### SELECTED PASSAGE:

★ ★ ★ ★

Redwood City Veterans Memorial Senior Center

2021 All-Electric Leader Award – Project in Design

Location: Redwood City
Building type: Senior/community center, new construction
Status: In design
Size: 43,768 square feet
Expected completion: 2023
Energy use intensity: 26
Electric/total energy use: 100%
Owner: City of Redwood City

Contact: Susan Vutz
svutz@elsarch.com
510-549-2929 x423

Case study

Overview

In Redwood City, the new LEED-Platinum, ZNE-targeted Veterans Memorial Senior Center replaces aging facilities at Red Morton Park. In addition to an all-electric commercial kitchen, the complex provides meeting spaces, a 270-seat theater and a gym, office spaces for local non-profits, and an elevated outdoor deck with community gardens and an exercise track.

One of the City’s primary goals was for the building to be used, when necessary, as an emergency shelter to house and feed up to 125 people during major power outages lasting multiple days. A microgrid stores emergency and non-emergency power for use throughout the building.

★ ★ ★ ★

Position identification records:
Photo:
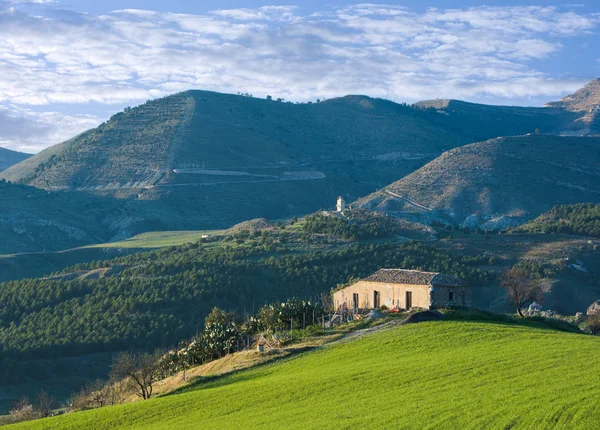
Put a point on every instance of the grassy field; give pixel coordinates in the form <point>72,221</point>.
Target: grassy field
<point>159,239</point>
<point>452,374</point>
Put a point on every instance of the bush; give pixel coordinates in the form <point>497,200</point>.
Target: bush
<point>593,323</point>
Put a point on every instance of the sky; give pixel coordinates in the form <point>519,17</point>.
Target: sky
<point>67,66</point>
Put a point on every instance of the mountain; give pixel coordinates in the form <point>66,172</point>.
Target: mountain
<point>34,220</point>
<point>584,99</point>
<point>580,219</point>
<point>199,159</point>
<point>9,158</point>
<point>496,183</point>
<point>203,160</point>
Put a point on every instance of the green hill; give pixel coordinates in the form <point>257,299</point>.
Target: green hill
<point>581,219</point>
<point>36,220</point>
<point>450,374</point>
<point>497,183</point>
<point>203,160</point>
<point>9,158</point>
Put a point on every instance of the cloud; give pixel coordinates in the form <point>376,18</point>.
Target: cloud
<point>27,131</point>
<point>57,57</point>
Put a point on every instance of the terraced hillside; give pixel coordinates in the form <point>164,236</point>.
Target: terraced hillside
<point>203,160</point>
<point>33,220</point>
<point>580,219</point>
<point>497,183</point>
<point>448,374</point>
<point>9,158</point>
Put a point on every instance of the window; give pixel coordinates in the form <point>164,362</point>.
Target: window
<point>355,301</point>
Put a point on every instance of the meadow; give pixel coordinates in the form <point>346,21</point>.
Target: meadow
<point>448,374</point>
<point>159,239</point>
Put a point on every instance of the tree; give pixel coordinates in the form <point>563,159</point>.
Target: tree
<point>22,410</point>
<point>219,316</point>
<point>520,287</point>
<point>45,404</point>
<point>141,370</point>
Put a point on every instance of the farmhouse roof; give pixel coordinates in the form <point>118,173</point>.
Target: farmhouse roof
<point>414,277</point>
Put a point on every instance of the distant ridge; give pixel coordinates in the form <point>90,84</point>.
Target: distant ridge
<point>9,158</point>
<point>206,160</point>
<point>584,99</point>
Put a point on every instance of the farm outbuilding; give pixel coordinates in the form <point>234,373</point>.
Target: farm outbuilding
<point>404,289</point>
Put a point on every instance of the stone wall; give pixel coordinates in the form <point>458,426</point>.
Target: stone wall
<point>440,297</point>
<point>394,295</point>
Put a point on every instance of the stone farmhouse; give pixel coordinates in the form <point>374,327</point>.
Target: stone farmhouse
<point>404,289</point>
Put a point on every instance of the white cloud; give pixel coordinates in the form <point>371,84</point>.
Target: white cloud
<point>28,131</point>
<point>58,57</point>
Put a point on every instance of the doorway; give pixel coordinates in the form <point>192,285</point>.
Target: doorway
<point>408,300</point>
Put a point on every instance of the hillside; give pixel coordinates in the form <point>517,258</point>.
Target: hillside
<point>580,219</point>
<point>496,183</point>
<point>34,220</point>
<point>9,158</point>
<point>203,160</point>
<point>157,298</point>
<point>500,370</point>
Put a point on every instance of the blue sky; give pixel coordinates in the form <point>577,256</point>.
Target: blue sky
<point>66,66</point>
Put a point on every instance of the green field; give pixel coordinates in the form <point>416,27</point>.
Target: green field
<point>451,374</point>
<point>159,239</point>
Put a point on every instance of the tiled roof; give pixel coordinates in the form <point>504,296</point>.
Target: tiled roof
<point>414,277</point>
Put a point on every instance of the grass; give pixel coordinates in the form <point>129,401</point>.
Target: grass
<point>450,374</point>
<point>159,239</point>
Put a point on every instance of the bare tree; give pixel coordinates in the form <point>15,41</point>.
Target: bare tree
<point>45,404</point>
<point>520,287</point>
<point>141,370</point>
<point>22,410</point>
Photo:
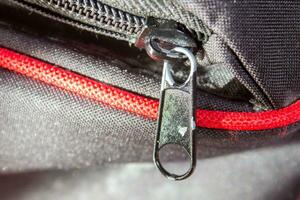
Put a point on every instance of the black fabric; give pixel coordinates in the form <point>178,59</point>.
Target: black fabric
<point>264,35</point>
<point>261,37</point>
<point>43,127</point>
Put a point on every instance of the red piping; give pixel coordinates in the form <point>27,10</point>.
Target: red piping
<point>136,104</point>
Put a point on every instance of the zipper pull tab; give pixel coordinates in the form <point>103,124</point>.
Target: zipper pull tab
<point>176,121</point>
<point>169,41</point>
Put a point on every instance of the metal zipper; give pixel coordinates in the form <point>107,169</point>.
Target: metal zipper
<point>169,42</point>
<point>94,16</point>
<point>90,15</point>
<point>166,41</point>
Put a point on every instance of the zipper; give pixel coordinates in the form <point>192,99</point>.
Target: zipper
<point>140,105</point>
<point>166,41</point>
<point>93,16</point>
<point>169,43</point>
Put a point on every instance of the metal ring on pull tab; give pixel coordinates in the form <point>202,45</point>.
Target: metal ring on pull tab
<point>176,115</point>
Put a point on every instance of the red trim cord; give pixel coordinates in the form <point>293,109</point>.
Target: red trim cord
<point>136,104</point>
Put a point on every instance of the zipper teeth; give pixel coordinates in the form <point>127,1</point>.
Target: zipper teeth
<point>54,16</point>
<point>140,105</point>
<point>103,14</point>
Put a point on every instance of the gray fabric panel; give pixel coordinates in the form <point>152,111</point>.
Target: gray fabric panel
<point>103,65</point>
<point>270,173</point>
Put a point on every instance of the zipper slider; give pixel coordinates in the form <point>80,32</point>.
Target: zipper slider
<point>176,119</point>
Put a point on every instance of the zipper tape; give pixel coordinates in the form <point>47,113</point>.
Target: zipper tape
<point>140,105</point>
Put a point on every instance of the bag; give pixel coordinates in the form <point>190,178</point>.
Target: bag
<point>80,80</point>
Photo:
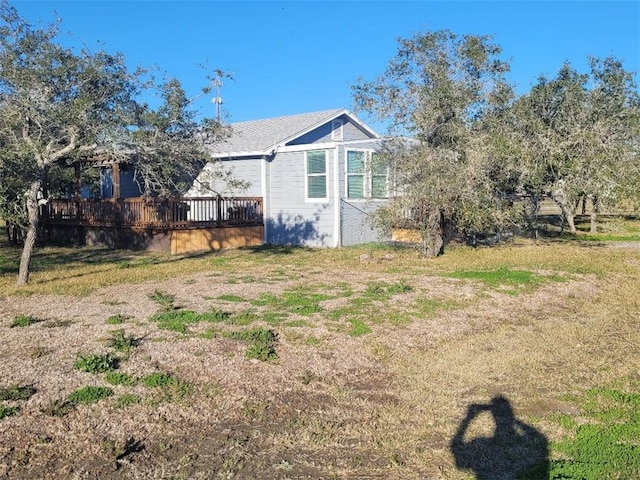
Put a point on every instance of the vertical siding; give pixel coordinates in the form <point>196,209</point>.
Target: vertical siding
<point>292,220</point>
<point>323,134</point>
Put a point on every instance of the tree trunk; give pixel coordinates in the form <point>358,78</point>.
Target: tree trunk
<point>566,207</point>
<point>433,235</point>
<point>594,214</point>
<point>32,229</point>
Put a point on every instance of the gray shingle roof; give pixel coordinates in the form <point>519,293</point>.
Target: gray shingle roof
<point>262,135</point>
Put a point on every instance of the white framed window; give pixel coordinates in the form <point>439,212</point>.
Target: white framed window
<point>366,175</point>
<point>316,175</point>
<point>337,130</point>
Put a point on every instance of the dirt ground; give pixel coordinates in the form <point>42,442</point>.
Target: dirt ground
<point>382,405</point>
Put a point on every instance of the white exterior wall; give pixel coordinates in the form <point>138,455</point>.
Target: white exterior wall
<point>245,169</point>
<point>293,220</point>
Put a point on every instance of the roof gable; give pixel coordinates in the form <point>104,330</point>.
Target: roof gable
<point>262,136</point>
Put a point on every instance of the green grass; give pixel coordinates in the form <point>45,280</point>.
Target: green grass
<point>506,277</point>
<point>298,301</point>
<point>117,319</point>
<point>262,343</point>
<point>127,399</point>
<point>177,320</point>
<point>120,378</point>
<point>93,363</point>
<point>121,342</point>
<point>171,387</point>
<point>231,298</point>
<point>608,444</point>
<point>165,300</point>
<point>158,379</point>
<point>358,328</point>
<point>7,411</point>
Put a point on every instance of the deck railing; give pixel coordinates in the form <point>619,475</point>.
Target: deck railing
<point>183,212</point>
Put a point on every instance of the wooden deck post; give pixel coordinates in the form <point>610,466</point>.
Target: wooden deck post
<point>77,193</point>
<point>115,169</point>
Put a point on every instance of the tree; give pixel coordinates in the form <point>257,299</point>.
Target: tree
<point>578,136</point>
<point>58,106</point>
<point>436,90</point>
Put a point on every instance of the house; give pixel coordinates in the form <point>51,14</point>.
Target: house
<point>316,173</point>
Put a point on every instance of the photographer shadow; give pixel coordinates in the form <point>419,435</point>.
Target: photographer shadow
<point>514,451</point>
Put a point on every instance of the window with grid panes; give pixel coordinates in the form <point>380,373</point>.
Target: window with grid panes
<point>316,166</point>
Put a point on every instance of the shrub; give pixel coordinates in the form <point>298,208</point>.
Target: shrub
<point>17,393</point>
<point>96,363</point>
<point>6,411</point>
<point>120,378</point>
<point>120,342</point>
<point>23,321</point>
<point>89,394</point>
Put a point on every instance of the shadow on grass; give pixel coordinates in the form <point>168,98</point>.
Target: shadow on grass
<point>515,450</point>
<point>49,258</point>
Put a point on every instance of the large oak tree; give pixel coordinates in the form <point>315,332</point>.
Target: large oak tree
<point>58,105</point>
<point>436,90</point>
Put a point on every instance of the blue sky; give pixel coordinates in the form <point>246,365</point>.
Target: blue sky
<point>300,56</point>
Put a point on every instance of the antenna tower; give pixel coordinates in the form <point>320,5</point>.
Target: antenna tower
<point>217,100</point>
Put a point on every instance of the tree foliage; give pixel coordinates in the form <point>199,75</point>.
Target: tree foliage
<point>473,144</point>
<point>59,106</point>
<point>578,137</point>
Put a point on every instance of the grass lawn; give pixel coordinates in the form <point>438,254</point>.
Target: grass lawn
<point>515,361</point>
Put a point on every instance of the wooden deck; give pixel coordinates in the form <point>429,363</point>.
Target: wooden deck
<point>175,225</point>
<point>196,212</point>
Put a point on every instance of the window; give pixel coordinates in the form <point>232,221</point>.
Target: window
<point>316,174</point>
<point>366,175</point>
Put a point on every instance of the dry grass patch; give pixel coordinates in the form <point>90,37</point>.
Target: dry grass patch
<point>377,365</point>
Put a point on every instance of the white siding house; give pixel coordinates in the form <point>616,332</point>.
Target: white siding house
<point>315,173</point>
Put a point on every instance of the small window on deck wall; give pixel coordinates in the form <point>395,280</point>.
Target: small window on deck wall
<point>337,130</point>
<point>316,173</point>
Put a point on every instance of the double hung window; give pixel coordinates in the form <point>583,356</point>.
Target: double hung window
<point>366,175</point>
<point>316,174</point>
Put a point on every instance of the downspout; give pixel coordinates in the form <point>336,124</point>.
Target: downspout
<point>266,192</point>
<point>337,220</point>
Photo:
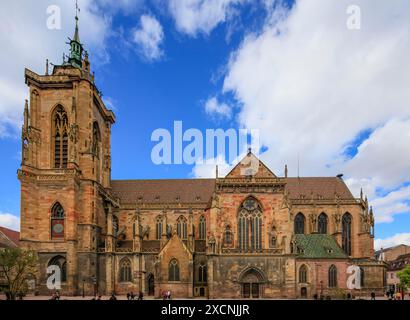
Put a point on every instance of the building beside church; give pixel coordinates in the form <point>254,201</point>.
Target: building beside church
<point>250,234</point>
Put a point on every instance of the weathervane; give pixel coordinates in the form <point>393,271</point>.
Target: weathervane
<point>77,10</point>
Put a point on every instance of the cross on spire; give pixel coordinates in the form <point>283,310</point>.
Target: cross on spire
<point>77,10</point>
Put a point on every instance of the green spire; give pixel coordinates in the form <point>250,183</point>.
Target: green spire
<point>76,51</point>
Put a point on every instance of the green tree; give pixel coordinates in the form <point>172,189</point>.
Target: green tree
<point>17,265</point>
<point>404,276</point>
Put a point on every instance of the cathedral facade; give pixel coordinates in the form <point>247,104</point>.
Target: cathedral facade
<point>246,235</point>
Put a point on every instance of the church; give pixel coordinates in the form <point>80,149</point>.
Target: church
<point>249,234</point>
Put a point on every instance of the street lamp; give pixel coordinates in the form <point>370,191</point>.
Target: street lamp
<point>321,289</point>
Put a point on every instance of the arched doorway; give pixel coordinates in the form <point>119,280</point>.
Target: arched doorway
<point>252,284</point>
<point>303,292</point>
<point>151,284</point>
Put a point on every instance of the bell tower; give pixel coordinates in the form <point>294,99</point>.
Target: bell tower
<point>65,171</point>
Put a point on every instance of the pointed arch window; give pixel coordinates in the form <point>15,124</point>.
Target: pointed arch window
<point>173,270</point>
<point>61,263</point>
<point>303,274</point>
<point>202,273</point>
<point>96,148</point>
<point>159,228</point>
<point>60,137</point>
<point>347,233</point>
<point>57,222</point>
<point>250,226</point>
<point>322,223</point>
<point>332,276</point>
<point>125,270</point>
<point>202,228</point>
<point>115,225</point>
<point>228,237</point>
<point>182,230</point>
<point>273,237</point>
<point>300,223</point>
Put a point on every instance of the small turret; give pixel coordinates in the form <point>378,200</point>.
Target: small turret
<point>76,51</point>
<point>26,116</point>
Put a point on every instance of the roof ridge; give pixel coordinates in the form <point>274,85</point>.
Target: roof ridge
<point>172,179</point>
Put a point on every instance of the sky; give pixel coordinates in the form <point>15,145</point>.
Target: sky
<point>325,83</point>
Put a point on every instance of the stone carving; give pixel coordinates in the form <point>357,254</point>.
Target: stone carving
<point>337,219</point>
<point>313,222</point>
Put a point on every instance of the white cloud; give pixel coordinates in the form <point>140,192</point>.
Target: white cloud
<point>10,221</point>
<point>396,202</point>
<point>207,168</point>
<point>215,108</point>
<point>125,6</point>
<point>28,43</point>
<point>311,86</point>
<point>384,158</point>
<point>149,37</point>
<point>399,238</point>
<point>200,16</point>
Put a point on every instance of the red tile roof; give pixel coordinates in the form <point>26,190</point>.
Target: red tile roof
<point>200,190</point>
<point>13,236</point>
<point>168,191</point>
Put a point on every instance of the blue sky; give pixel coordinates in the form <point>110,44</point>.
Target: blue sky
<point>333,97</point>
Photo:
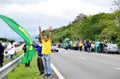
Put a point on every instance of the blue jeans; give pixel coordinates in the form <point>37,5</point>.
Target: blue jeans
<point>46,62</point>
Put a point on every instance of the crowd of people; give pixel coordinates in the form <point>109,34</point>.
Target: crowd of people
<point>9,51</point>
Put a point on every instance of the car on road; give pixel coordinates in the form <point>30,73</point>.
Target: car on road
<point>54,47</point>
<point>111,48</point>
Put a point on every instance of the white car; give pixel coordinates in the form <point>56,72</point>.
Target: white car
<point>54,47</point>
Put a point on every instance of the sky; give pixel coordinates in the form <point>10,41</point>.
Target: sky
<point>56,13</point>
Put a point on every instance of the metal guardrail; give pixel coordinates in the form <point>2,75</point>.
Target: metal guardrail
<point>9,67</point>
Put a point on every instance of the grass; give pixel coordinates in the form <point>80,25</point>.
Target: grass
<point>6,60</point>
<point>22,72</point>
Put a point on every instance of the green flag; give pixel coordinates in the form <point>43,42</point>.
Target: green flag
<point>30,52</point>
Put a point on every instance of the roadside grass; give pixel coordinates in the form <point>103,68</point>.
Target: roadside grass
<point>17,54</point>
<point>22,72</point>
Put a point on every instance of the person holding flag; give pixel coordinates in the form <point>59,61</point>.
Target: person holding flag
<point>46,51</point>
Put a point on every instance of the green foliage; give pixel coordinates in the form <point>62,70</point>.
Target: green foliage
<point>22,72</point>
<point>101,26</point>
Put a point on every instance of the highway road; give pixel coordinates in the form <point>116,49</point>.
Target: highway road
<point>82,65</point>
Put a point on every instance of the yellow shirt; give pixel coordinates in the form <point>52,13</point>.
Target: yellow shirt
<point>46,47</point>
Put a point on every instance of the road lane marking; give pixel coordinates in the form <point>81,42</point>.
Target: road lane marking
<point>57,72</point>
<point>82,58</point>
<point>117,68</point>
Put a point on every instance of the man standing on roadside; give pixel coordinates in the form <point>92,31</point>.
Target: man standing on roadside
<point>46,51</point>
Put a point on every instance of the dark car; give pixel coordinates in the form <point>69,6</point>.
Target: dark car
<point>111,48</point>
<point>54,47</point>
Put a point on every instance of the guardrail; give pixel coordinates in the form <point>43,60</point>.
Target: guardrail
<point>9,67</point>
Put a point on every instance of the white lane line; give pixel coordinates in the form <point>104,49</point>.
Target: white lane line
<point>57,72</point>
<point>82,58</point>
<point>117,68</point>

★ ★ ★ ★

### INSTRUCTION A:
Answer these questions from the award profile.
(i) What is the size of the building in square feet?
(ii) How many seats does the theater have?
(iii) During major power outages, up to how many people is the building meant to house and feed as an emergency shelter?
### INSTRUCTION B:
Decide whether each statement agrees with the award profile, and quote the words that decide it.
(i) The owner of the building is the City of Redwood City.
(ii) The project had already been completed when it received its award.
(iii) The new center replaces aging facilities at Red Morton Park.

### SOLUTION A:
(i) 43,768 square feet
(ii) 270 seats
(iii) Up to 125 people

### SOLUTION B:
(i) Yes: "Owner: City of Redwood City"
(ii) No: "Status: In design"
(iii) Yes: "replaces aging facilities at Red Morton Park"